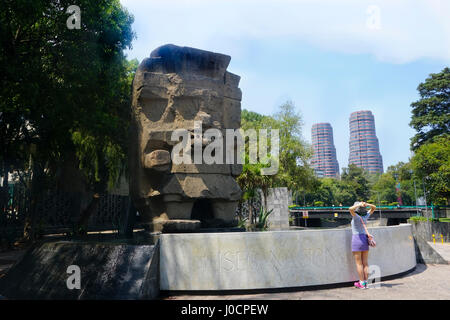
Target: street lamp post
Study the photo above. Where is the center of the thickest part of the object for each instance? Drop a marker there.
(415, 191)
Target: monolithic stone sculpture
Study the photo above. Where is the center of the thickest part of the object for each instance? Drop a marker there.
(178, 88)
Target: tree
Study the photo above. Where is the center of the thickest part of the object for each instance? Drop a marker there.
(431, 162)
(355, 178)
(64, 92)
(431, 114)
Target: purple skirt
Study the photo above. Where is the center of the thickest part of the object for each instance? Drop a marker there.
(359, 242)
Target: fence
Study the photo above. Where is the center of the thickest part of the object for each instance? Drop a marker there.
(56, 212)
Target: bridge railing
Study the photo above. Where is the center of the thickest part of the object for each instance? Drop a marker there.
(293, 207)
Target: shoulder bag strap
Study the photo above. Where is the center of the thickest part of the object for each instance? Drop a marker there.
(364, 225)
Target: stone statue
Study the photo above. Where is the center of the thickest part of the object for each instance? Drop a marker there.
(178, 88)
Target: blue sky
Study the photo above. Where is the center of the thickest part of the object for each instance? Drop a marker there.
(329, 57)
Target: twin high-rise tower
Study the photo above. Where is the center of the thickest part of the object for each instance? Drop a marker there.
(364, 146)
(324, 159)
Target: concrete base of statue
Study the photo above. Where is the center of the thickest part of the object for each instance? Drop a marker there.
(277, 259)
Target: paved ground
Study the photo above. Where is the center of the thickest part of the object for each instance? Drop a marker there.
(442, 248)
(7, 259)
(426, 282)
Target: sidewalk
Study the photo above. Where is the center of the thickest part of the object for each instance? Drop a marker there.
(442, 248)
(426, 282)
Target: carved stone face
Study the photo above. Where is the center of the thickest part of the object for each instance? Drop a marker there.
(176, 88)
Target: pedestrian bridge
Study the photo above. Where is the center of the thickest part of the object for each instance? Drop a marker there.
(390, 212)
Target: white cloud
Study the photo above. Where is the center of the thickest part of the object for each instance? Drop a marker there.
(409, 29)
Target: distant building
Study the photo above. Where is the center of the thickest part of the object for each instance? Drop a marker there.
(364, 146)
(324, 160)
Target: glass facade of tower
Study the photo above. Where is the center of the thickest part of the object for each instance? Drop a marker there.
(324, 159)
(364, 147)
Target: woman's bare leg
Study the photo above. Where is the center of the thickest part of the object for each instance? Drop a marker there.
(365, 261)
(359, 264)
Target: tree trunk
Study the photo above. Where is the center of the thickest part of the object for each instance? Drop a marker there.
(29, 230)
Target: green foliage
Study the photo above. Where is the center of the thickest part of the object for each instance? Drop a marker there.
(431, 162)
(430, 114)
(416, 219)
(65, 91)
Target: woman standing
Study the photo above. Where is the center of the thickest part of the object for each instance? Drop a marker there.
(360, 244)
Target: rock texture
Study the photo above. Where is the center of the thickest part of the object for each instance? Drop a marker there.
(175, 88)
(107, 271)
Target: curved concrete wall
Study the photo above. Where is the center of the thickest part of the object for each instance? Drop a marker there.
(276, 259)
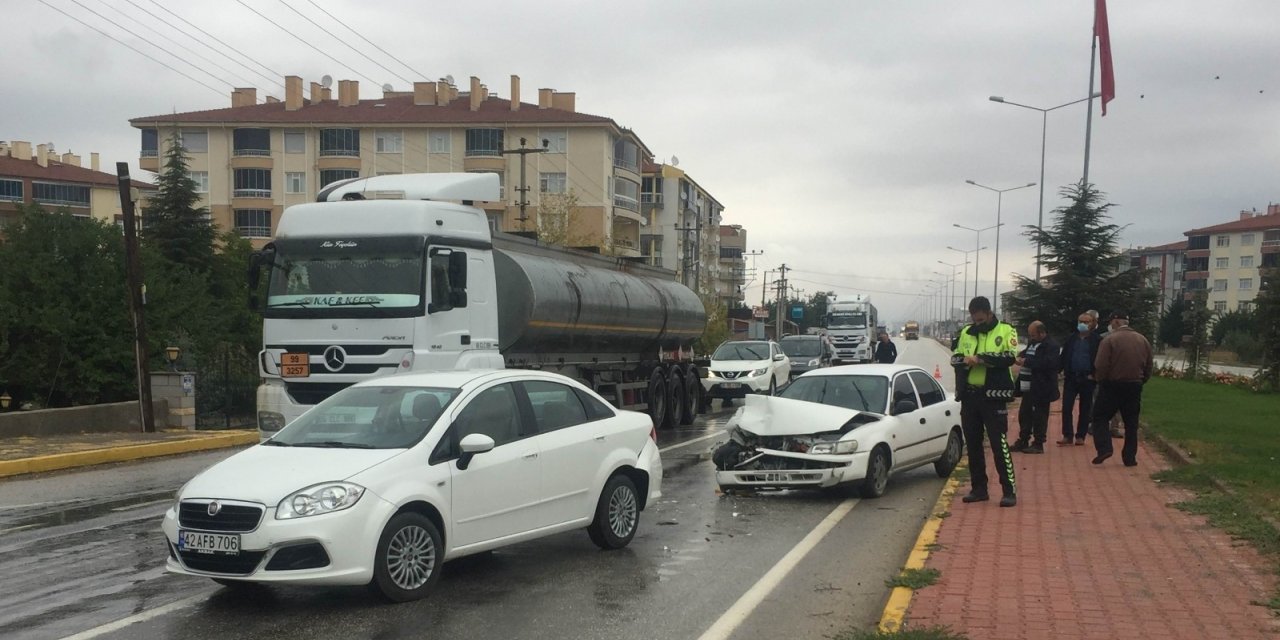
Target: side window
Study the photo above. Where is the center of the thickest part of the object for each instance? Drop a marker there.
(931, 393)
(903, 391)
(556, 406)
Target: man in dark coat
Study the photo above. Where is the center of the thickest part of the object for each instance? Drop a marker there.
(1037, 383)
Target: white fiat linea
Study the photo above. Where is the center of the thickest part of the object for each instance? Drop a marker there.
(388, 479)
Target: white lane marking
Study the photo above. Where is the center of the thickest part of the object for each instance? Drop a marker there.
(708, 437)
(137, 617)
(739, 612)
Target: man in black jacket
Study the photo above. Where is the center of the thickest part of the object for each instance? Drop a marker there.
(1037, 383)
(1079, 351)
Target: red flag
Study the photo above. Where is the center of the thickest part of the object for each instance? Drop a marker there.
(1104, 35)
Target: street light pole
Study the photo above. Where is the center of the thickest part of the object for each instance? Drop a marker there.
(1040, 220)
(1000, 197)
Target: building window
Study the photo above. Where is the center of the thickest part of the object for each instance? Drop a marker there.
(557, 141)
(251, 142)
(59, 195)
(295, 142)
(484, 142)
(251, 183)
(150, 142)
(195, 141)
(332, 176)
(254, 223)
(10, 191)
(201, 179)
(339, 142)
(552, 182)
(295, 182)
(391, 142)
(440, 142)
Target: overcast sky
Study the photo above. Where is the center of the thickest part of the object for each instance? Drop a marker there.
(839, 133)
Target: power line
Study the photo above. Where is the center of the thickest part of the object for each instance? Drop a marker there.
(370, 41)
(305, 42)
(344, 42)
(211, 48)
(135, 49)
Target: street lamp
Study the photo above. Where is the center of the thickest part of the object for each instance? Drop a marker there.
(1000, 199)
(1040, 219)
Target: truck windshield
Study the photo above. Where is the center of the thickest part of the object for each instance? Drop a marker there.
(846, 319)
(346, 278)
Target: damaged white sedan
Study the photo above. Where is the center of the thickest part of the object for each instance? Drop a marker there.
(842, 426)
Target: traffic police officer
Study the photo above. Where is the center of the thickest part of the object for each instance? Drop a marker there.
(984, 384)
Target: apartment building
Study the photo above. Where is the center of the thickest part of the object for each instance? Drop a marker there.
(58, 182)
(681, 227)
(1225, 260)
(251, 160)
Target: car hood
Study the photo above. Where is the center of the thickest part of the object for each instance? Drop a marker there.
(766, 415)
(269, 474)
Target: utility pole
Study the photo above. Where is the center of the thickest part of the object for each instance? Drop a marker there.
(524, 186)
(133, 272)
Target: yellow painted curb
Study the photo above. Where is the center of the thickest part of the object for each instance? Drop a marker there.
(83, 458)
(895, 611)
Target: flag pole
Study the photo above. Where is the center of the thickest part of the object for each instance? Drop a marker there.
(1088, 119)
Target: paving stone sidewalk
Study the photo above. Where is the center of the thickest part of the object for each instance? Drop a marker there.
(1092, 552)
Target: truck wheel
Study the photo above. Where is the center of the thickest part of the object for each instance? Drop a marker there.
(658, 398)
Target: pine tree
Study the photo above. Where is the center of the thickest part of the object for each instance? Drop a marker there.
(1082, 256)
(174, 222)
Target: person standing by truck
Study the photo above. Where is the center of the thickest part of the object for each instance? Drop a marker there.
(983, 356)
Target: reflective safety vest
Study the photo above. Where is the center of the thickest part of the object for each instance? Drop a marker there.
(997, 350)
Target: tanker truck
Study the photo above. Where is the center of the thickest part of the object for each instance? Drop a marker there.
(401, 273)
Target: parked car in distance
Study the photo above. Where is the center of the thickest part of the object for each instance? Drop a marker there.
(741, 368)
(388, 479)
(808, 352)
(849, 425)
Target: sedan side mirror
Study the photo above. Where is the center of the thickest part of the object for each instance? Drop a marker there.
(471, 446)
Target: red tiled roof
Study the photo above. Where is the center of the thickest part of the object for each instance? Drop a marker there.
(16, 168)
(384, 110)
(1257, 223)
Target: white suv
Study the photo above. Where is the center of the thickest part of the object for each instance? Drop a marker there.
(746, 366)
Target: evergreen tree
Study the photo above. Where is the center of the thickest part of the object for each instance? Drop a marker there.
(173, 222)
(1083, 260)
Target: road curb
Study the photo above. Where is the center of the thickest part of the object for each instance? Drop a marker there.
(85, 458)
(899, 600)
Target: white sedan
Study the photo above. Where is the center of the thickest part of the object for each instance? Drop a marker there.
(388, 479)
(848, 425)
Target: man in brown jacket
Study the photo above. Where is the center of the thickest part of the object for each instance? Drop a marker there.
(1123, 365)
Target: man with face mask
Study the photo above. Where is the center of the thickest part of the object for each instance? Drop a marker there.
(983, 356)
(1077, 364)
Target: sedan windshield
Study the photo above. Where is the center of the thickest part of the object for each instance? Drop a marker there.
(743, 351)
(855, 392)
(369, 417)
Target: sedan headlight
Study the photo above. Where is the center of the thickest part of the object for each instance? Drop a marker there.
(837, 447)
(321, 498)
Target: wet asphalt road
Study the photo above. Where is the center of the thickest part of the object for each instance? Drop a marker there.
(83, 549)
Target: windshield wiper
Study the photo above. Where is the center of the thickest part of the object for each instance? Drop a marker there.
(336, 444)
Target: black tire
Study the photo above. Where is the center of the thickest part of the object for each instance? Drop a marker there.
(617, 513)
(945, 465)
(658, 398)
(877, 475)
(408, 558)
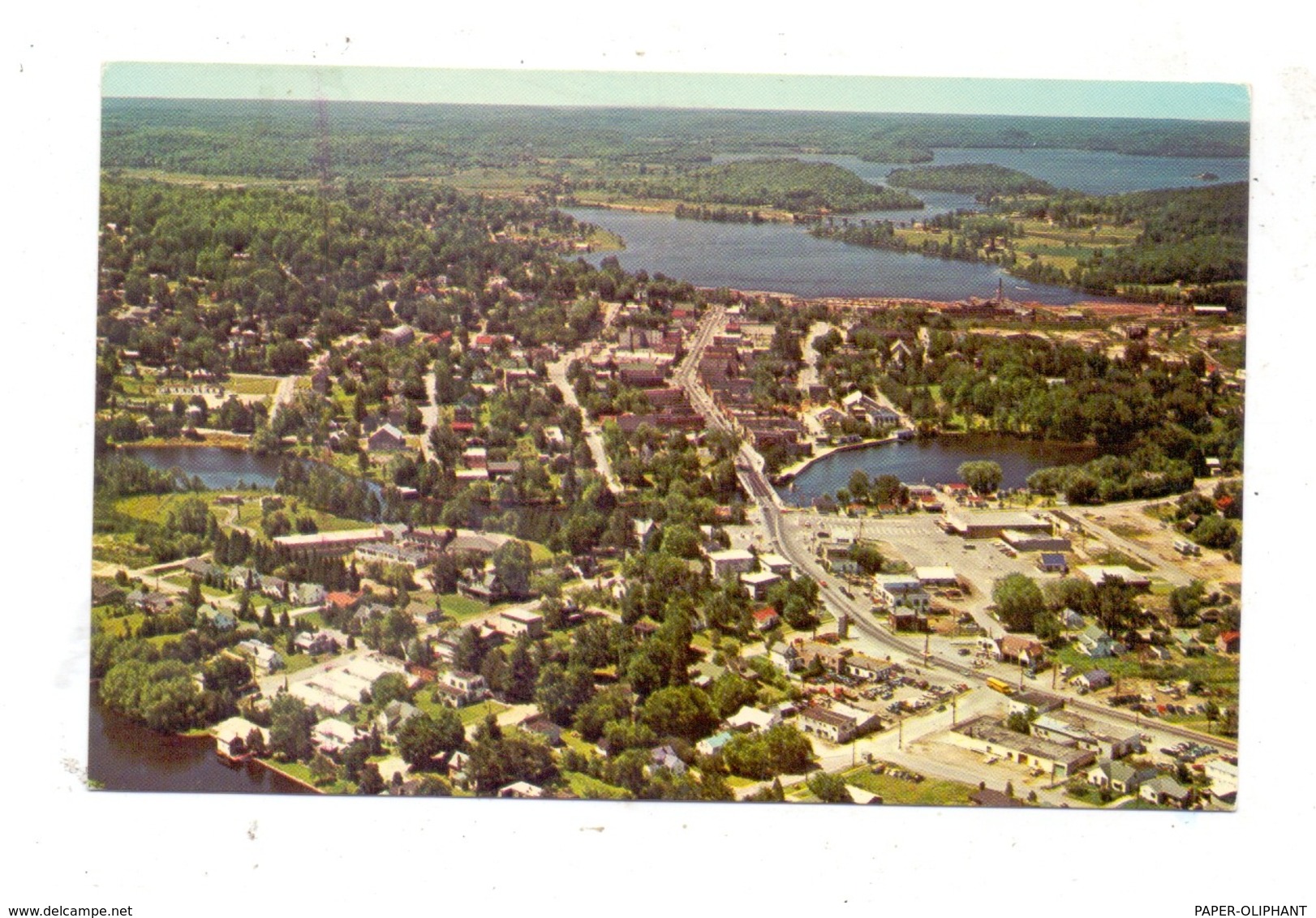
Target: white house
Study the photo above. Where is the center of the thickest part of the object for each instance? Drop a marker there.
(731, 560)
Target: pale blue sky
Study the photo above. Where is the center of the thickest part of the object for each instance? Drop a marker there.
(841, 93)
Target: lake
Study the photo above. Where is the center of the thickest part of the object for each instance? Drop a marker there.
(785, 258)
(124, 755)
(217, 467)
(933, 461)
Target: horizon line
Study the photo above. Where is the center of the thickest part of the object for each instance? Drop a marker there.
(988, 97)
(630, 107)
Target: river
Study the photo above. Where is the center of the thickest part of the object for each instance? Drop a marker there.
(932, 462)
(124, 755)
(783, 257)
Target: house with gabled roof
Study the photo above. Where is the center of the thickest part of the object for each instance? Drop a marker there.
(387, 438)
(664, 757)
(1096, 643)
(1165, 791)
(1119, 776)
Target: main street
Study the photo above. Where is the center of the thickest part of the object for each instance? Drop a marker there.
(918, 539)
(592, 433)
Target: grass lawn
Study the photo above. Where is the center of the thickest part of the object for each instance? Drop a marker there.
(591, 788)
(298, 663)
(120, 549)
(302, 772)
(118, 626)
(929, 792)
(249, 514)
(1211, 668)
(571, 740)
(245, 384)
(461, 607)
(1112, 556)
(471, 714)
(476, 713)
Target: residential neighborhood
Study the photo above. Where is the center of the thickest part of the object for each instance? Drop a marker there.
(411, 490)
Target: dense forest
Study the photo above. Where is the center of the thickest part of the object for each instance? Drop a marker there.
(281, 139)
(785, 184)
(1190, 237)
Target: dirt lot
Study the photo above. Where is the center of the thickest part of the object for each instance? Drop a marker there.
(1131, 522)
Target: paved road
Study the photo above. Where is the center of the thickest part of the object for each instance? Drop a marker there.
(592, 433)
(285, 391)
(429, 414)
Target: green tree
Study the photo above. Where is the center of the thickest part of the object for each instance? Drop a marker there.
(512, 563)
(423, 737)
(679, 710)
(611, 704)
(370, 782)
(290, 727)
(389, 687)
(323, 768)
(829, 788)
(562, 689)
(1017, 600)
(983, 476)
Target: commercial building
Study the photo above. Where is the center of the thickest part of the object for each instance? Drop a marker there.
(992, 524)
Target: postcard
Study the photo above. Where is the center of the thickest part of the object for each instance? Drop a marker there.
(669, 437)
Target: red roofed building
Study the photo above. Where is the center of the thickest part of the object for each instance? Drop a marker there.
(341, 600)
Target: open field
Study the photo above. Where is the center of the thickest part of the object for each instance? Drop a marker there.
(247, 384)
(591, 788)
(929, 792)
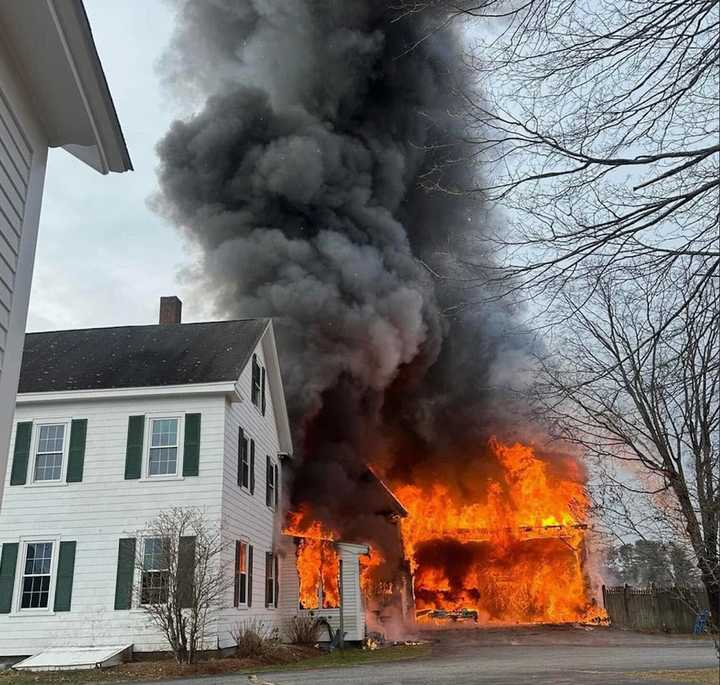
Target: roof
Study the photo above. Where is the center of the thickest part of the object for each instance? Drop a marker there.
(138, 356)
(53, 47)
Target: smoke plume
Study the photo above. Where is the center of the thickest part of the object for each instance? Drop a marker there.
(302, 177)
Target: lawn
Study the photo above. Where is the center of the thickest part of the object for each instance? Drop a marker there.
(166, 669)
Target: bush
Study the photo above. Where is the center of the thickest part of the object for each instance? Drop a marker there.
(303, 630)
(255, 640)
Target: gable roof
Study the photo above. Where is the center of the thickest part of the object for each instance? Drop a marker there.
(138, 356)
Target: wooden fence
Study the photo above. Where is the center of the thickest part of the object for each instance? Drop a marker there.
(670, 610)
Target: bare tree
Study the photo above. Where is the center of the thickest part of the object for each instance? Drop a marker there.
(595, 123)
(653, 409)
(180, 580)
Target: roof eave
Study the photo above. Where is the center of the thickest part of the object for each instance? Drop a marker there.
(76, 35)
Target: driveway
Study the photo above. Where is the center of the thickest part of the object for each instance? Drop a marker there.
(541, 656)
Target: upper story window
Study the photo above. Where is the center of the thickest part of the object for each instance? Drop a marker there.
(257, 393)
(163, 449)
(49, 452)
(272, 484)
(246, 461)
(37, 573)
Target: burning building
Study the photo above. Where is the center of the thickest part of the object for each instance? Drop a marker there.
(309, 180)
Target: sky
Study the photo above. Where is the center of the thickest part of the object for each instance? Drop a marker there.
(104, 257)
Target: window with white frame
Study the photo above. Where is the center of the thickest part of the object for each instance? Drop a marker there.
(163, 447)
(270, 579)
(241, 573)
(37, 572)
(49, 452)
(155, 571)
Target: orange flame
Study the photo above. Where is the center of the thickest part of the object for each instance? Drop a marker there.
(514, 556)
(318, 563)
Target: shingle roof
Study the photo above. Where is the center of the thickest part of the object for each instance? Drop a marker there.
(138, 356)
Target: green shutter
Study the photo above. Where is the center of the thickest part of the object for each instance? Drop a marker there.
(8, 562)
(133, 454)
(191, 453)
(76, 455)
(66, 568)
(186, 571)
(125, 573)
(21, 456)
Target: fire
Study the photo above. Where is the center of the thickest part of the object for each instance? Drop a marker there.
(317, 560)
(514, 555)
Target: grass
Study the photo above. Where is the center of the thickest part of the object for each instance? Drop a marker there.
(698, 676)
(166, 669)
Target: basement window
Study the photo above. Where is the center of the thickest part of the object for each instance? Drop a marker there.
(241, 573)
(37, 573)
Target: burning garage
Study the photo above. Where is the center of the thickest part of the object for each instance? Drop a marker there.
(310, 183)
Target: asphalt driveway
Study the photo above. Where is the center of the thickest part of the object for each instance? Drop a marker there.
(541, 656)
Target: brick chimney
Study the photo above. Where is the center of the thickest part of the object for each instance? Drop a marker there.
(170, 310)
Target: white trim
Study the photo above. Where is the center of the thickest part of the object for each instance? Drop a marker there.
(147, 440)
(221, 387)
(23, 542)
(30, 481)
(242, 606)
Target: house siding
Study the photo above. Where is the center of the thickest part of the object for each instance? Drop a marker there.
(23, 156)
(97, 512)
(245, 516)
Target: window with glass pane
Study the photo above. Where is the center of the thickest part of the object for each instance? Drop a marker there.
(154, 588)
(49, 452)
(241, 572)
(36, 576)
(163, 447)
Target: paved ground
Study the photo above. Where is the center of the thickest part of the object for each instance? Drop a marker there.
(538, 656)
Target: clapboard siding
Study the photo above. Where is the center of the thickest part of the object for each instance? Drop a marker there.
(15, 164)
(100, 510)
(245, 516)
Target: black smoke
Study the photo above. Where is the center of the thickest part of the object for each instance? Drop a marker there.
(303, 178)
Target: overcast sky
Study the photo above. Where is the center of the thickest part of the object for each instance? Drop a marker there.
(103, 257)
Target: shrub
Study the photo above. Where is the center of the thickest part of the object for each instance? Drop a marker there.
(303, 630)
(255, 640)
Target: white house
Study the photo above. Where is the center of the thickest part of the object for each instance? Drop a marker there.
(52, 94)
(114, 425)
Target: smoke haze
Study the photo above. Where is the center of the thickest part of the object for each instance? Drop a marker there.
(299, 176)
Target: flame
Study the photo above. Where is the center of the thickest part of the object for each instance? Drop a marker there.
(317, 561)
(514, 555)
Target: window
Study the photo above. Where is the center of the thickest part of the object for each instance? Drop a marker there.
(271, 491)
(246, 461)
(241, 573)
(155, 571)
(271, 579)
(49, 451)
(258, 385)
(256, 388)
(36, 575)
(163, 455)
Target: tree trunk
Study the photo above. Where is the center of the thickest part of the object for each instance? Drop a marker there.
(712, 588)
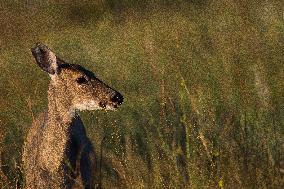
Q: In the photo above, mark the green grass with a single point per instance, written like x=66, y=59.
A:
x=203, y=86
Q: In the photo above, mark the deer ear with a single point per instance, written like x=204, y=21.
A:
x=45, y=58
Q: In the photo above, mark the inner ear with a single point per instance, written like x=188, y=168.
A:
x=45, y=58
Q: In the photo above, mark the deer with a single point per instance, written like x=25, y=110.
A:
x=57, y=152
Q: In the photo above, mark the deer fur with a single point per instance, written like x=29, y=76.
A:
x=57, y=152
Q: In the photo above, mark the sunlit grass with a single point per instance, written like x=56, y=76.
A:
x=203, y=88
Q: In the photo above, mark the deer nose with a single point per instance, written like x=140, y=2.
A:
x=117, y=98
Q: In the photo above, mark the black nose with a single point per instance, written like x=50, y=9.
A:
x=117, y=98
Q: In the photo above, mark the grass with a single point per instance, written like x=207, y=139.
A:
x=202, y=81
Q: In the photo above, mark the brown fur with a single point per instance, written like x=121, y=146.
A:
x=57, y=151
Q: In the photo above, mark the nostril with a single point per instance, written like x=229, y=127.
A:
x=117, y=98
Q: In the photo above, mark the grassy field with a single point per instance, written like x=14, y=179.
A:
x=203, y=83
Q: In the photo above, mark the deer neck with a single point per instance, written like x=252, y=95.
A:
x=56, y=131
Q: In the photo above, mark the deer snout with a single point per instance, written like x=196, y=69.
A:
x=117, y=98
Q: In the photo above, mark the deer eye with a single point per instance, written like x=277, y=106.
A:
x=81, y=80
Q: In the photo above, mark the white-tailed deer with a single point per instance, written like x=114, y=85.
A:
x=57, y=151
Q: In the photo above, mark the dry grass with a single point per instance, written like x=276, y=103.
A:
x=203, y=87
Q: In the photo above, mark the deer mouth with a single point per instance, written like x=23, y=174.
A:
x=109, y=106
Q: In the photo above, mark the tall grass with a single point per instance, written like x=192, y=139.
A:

________________________

* What is needed
Can you copy out the lines of the material above without changes, starting at the line that has "Target: green foliage" and stopping after the line that has "(1079, 351)"? Leave the pictures out.

* The output
Target: green foliage
Study the photo above. Where is the center of the thickest part of the object for each instance? Drop a marker there.
(431, 162)
(430, 114)
(416, 219)
(65, 91)
Target: woman standing
Study the photo above. Where is the center of the thickest part of the object for each instance? Drop a marker there.
(360, 244)
Target: rock texture
Study the photo above. Where is the center of the thickest part of the object for each instance? Drop a marker there.
(175, 88)
(107, 271)
Target: curved concrete wall
Study the photo above. Where is the center of the thickest part of the object for each instance? Drop a marker there.
(276, 259)
Target: side window
Study the photo above. Where is the center of the thickest part of the object for each instance? Drop a marker there.
(931, 393)
(903, 391)
(556, 406)
Target: man in dark coat
Study the photo above. Where is the center of the thickest part of the object for each instance? Drop a marker there.
(1037, 383)
Target: white fiat linea
Study the photo above. Where is the center of the thickest part of the object for each instance? Drop a marker there.
(388, 479)
Target: white lane marking
Study the photo above. Where is the center of the thickest part of the object for each instance? Drop a marker there.
(708, 437)
(137, 617)
(739, 612)
Target: man in black jacket
Study the photo above. Where is the center of the thickest part of the object for each instance? Drop a marker there.
(1037, 383)
(1079, 351)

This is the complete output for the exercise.